++++ Records shown ++++

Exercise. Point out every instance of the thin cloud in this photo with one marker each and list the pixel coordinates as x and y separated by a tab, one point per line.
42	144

++++
++++ Records shown ++++

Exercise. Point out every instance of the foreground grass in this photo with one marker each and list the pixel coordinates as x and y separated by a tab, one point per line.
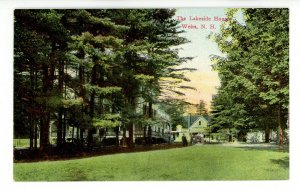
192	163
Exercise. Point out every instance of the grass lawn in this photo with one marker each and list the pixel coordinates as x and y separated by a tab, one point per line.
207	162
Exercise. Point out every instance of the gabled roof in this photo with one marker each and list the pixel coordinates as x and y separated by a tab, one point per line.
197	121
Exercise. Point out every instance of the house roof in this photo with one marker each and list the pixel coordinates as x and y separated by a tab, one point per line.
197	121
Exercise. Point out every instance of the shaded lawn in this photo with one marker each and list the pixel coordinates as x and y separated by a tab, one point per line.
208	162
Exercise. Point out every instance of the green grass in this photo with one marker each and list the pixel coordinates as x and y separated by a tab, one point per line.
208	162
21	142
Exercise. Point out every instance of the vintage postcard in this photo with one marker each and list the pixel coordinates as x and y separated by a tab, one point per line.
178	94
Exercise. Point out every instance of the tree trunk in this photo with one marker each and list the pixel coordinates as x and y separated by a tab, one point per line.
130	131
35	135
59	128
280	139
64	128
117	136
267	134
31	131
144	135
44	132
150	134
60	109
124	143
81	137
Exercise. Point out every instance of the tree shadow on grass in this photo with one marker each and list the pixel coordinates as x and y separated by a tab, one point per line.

++++

* Task to carry out:
Rewrite the entries from the line containing "Exercise. Point out every instance of the tree trunk" through the line containing "Exercise. Point out every instance of the tree shadow", keeping every request line as it is. Shift each pixel coordinate by adding 132 to both its x and its y value.

* Solution to the problem:
Exercise. Point out every instance of the tree trunk in this photo with one marker each and list the pixel coordinates as x and y separated by a tab, one point per line.
262	263
167	267
191	260
412	271
196	260
249	268
399	266
163	263
276	267
176	264
282	266
192	241
256	275
213	269
Exercise. Point out every instance of the tree shadow on grass in this photo with one marker each and list the pixel coordinates as x and y separated by a tab, one point per line.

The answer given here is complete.